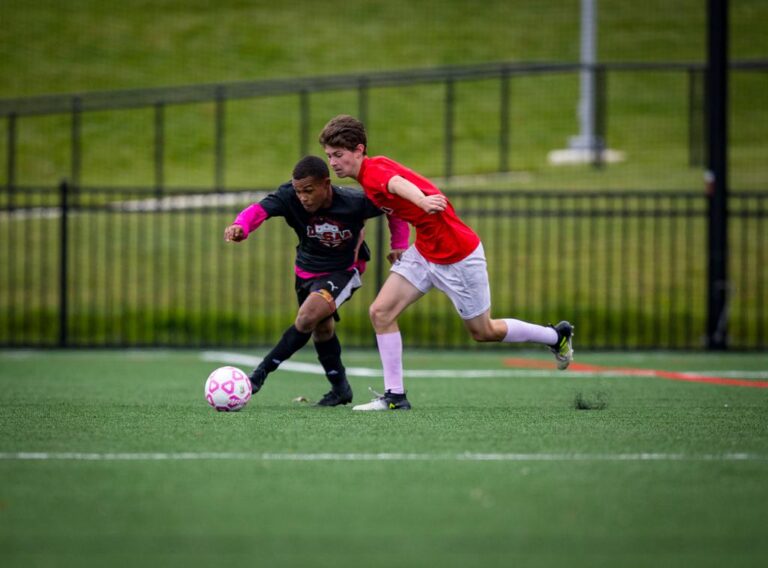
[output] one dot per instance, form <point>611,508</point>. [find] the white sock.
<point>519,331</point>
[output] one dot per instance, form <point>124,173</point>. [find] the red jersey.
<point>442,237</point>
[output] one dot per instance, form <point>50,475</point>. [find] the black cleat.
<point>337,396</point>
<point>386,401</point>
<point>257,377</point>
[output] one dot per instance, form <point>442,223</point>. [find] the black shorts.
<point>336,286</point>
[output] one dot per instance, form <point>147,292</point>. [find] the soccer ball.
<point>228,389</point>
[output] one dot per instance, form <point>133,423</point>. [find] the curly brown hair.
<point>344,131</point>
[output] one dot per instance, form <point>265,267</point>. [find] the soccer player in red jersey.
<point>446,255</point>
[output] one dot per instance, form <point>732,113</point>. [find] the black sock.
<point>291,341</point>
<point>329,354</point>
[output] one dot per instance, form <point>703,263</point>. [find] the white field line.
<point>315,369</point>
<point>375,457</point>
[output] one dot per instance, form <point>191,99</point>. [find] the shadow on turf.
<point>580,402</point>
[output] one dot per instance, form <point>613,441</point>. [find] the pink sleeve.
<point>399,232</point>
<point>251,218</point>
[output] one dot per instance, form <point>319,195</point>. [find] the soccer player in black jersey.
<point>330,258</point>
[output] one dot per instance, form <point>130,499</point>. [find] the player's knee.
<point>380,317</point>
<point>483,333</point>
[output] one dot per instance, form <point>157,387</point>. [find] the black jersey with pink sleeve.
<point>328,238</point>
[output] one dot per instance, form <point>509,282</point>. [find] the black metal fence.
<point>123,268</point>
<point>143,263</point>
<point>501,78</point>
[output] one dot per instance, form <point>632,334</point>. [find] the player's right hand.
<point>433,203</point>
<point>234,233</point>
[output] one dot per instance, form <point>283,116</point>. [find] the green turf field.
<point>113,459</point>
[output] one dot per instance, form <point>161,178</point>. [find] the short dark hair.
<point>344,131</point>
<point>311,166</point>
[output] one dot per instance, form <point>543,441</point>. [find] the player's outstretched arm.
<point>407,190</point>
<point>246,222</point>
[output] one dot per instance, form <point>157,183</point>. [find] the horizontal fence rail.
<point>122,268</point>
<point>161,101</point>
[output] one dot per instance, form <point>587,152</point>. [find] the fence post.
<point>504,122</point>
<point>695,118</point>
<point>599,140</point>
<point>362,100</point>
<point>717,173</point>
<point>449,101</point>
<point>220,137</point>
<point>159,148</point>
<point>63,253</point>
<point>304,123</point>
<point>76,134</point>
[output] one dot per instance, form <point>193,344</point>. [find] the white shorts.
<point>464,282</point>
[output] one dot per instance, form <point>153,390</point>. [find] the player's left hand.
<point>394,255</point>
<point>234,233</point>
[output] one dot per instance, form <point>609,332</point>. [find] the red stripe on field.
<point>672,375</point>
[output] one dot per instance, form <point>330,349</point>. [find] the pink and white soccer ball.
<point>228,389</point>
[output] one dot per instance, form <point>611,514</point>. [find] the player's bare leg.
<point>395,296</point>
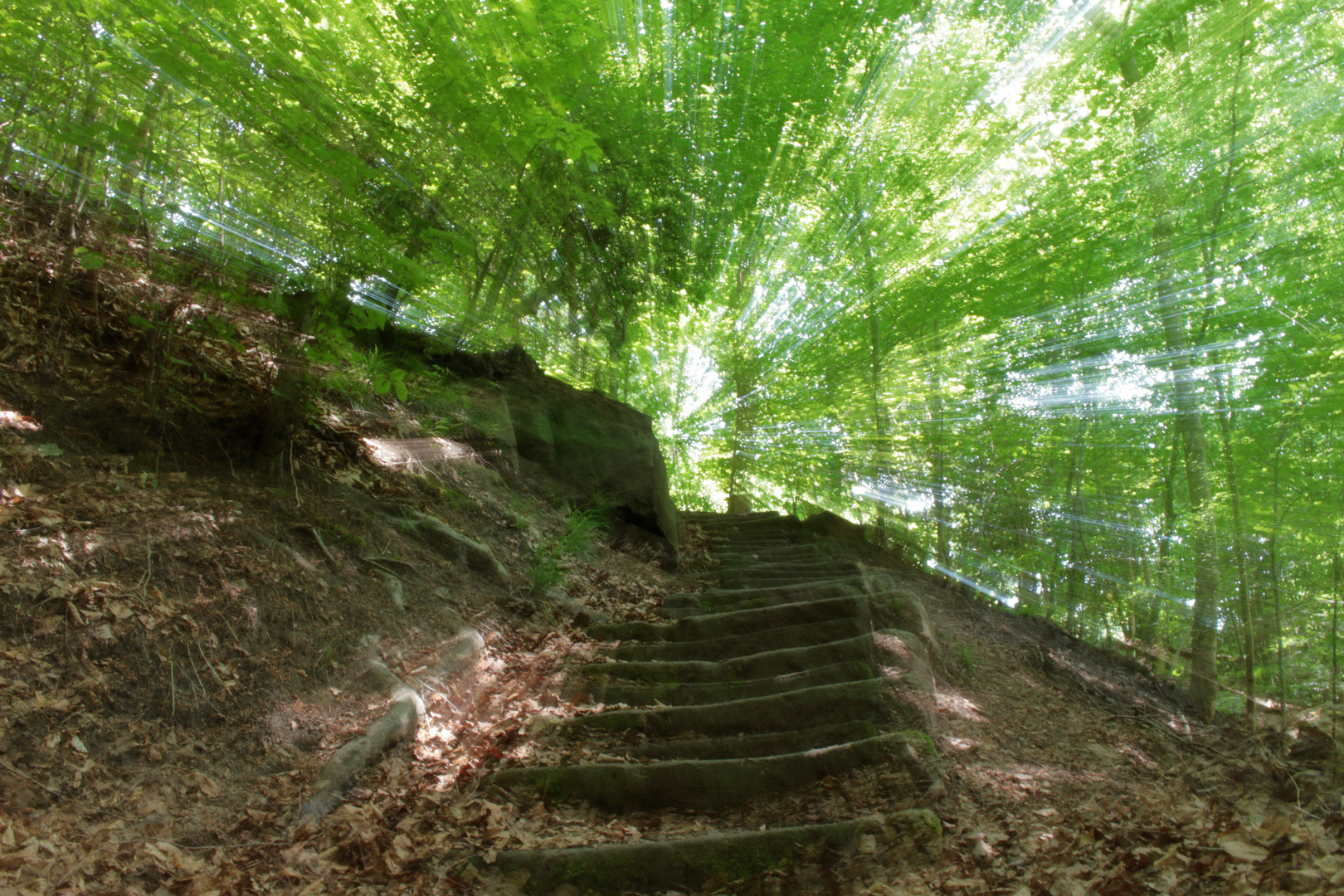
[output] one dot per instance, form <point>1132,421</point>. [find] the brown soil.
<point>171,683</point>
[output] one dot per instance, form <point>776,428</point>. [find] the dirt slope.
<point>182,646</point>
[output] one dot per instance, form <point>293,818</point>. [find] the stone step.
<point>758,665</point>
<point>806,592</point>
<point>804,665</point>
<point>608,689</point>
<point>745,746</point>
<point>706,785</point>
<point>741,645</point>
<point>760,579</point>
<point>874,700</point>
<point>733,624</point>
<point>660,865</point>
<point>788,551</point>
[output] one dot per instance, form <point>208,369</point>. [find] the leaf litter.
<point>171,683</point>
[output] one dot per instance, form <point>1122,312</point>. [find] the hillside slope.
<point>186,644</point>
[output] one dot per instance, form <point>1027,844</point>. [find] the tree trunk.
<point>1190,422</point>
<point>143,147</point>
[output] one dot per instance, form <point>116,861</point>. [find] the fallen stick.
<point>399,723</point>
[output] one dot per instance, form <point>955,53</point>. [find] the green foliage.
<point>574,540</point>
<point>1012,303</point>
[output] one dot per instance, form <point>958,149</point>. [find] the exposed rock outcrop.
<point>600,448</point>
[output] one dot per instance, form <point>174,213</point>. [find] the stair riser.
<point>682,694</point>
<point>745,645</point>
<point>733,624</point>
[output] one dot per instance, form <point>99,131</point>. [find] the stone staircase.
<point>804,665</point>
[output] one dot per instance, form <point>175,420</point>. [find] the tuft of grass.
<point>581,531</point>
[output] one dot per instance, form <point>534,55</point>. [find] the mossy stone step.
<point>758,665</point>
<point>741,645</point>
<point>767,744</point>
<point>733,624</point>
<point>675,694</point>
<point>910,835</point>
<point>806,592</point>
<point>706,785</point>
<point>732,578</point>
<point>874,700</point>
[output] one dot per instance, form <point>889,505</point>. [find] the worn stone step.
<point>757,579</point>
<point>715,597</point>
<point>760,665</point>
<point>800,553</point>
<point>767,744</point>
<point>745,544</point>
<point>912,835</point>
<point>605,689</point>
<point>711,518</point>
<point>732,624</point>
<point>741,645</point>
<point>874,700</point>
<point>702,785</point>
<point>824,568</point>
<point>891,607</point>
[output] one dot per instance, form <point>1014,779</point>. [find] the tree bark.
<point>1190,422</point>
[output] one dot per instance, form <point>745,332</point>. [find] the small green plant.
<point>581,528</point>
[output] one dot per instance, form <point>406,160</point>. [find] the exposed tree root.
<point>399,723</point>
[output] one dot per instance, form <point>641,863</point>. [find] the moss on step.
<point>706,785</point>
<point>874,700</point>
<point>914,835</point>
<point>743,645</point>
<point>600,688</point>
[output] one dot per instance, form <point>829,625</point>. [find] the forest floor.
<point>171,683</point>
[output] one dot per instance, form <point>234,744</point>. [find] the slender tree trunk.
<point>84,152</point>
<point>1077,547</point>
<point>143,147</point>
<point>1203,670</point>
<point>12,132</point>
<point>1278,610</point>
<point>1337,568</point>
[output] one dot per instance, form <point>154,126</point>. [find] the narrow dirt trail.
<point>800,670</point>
:::::
Required work: Starting at the line that contains "[output] one dot per instance, form <point>157,387</point>." and ending after the line that contains "<point>311,166</point>", reproduce those lines of the material with "metal fence" changed to "wire fence" and nothing else altered.

Task output:
[output] one dot per instance, form <point>157,387</point>. [find] the black jersey with pink sleeve.
<point>328,238</point>
[output] one dot per instance, form <point>509,282</point>. [find] the black wire fence.
<point>123,268</point>
<point>143,263</point>
<point>501,78</point>
[output] one dot per instance, form <point>632,334</point>. [find] the player's right hand.
<point>433,203</point>
<point>234,233</point>
[output] one dot per instance, form <point>283,116</point>. [find] the green turf field.
<point>113,459</point>
[output] one dot per instance, form <point>161,178</point>. [find] the short dark hair.
<point>344,131</point>
<point>311,166</point>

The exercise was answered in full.